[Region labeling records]
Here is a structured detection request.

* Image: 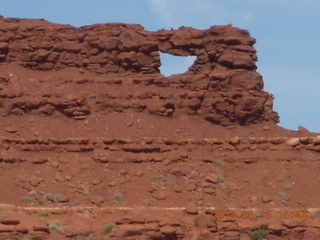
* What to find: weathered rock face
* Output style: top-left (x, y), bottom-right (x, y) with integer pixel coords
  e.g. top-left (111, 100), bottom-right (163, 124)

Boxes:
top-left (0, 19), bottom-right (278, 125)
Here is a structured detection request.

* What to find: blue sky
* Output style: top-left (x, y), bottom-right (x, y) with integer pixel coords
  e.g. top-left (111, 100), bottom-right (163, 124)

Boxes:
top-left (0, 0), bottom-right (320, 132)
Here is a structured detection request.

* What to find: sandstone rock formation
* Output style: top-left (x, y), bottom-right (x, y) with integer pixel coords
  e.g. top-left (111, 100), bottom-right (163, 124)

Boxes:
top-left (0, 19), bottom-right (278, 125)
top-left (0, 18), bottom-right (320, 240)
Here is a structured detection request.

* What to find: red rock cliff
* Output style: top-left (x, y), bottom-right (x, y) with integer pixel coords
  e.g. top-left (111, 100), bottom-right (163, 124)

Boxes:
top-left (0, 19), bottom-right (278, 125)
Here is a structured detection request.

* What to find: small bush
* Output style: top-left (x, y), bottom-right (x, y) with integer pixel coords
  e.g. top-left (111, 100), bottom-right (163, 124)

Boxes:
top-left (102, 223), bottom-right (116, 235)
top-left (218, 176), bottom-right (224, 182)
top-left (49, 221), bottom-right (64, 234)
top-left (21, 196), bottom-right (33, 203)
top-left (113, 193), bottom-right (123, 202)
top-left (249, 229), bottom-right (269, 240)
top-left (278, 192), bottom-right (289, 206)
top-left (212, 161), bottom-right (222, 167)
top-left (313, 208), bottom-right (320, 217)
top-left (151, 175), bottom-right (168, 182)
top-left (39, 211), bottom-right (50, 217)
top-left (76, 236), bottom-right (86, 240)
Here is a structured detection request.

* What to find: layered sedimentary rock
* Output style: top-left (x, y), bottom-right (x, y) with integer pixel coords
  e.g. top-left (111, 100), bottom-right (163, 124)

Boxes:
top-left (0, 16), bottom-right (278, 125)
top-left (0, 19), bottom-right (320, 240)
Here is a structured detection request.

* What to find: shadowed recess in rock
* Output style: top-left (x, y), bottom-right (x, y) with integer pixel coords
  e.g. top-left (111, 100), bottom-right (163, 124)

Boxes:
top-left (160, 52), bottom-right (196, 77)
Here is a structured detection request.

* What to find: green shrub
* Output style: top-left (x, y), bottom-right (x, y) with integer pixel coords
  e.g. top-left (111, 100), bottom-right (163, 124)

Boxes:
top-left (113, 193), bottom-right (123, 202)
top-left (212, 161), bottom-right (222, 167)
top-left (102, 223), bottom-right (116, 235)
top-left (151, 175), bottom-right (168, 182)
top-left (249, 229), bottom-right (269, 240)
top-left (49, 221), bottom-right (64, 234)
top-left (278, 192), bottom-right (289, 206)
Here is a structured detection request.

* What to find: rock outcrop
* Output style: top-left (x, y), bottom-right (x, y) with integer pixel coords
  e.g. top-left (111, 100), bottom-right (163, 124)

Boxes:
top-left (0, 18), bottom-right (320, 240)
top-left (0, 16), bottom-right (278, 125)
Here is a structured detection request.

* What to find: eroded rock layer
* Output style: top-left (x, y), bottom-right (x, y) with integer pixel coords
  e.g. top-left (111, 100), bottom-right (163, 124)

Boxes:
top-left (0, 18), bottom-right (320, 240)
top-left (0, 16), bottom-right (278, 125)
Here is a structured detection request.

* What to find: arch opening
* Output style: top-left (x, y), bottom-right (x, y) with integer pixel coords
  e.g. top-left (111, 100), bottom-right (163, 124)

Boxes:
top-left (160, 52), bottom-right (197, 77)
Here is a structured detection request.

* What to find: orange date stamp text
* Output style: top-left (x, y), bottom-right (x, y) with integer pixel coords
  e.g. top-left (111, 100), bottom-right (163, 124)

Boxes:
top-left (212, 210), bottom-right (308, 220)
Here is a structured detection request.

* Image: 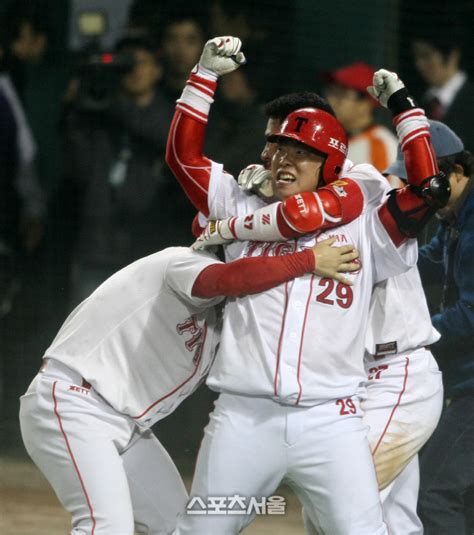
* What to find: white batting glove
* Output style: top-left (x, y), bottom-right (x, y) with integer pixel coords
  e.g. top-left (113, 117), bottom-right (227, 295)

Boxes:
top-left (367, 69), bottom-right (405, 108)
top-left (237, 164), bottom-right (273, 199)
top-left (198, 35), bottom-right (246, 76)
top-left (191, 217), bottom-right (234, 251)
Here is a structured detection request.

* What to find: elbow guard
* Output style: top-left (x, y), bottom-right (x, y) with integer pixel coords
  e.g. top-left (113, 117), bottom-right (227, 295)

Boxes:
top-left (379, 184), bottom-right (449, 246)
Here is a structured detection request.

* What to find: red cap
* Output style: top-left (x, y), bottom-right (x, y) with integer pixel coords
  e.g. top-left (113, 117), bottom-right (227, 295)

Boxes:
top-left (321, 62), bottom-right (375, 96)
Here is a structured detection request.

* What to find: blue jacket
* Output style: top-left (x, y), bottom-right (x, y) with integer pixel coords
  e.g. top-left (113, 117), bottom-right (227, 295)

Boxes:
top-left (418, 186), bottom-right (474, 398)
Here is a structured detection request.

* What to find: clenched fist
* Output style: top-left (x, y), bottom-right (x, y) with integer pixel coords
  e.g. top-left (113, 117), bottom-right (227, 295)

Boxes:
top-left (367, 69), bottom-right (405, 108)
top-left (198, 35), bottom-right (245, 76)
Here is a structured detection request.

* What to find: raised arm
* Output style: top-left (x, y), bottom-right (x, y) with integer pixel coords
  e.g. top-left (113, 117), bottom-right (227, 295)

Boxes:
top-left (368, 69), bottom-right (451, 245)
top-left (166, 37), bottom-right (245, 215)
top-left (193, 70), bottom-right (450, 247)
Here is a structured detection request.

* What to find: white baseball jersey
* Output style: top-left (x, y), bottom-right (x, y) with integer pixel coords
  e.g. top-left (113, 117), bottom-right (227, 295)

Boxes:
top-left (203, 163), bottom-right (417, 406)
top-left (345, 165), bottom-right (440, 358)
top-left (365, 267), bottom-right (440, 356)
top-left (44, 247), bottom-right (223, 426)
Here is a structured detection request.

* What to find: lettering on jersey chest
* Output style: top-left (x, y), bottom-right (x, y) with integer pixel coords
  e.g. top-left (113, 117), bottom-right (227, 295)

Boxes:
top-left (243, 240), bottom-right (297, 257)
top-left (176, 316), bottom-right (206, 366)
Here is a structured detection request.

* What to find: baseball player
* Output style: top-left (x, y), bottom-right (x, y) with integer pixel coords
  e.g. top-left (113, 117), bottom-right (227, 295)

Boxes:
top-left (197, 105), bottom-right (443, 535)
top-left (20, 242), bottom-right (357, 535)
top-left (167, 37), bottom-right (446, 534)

● The exercise
Count the lines in the records that contain the string "blue" and reply with the number alone.

● Complete output
2